• **简短题目**
改写这段关于IGBT芯片背面工艺的文本:重写从“自从1988年第一代IGBT”到“由于价格昂贵,购买厂家较少。”之间的部分(含首尾),把其中的“高能氢注入工艺”换成“质子注入工艺”。

• **文本节选**
---
自从1988年第一代IGBT产品问世以来,目前已经进展到第六代产品,性能方面有显著的提升。目前IGBT发展主流是FS工艺(即FS-IGBT),而FS工艺中高能氢注入工艺在国外应用成熟,也是因为国外部分厂家起步较早,通常与低能核物理研究机构合作,工艺比较成熟,成本较低。国内没有这样的条件,只能购买国外价格较贵的设备来实现此工艺,由于价格昂贵,购买厂家较少。
发明内容
本发明针对以上问题,提供了一种用较低成本实现与高能氢注入IGBT的参数一致性,降低了设备依赖性的IGBT芯片及其背面实现方法。
本发明的技术方案为:包括金属层、BPSG钝化层、POLY层、栅氧化层、N+区和Pbody区,还包括从上到下依次设置的N-层、N缓冲层、N-衬底和P+集电极,所述N-层的厚度范围为4~150um,N缓冲层的厚度范围为5um~30um。
一种IGBT芯片的背面实现方法,包括以下步骤:
1)、在IGBT芯片的N-衬底上分别外延N缓冲层和N-层;
2)、进行IGBT芯片正面工艺;
3)、背面减薄:减薄截至在N-衬底内,减薄后进行去应力清洗,清洗后表面距离N缓冲层厚度0~20um;
4)、P+注入:进行P+注入并激活;
5)、背金:通过背面工艺生长背面金属电极。
步骤1)中,外延N-层的浓度范围为1E13~2E14,厚度范围为4~150um;N缓冲层的浓度范围为1E14~1E16,厚度范围为5um~30um。
---
• **原始数据**
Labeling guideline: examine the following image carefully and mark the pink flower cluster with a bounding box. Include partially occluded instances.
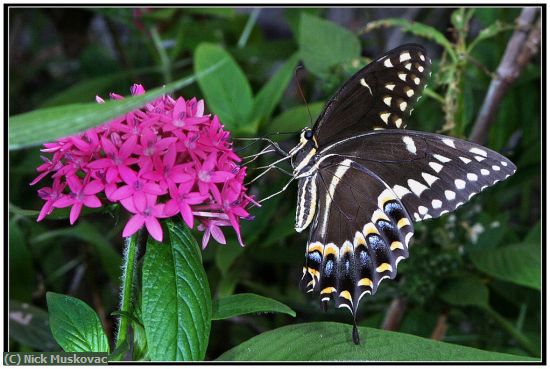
[31,85,253,244]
---
• **已完成练习**
自从1988年第一代IGBT产品问世以来,目前已经进展到第六代产品,性能方面有显著的提升。目前IGBT发展主流是FS工艺(即FS-IGBT),而FS工艺中质子注入工艺在国外应用成熟,也是因为国外部分厂家起步较早,通常与低能核物理研究机构合作,工艺比较成熟,成本较低。国内没有这样的条件,只能购买国外价格较贵的设备来实现此工艺,由于价格昂贵,购买厂家较少。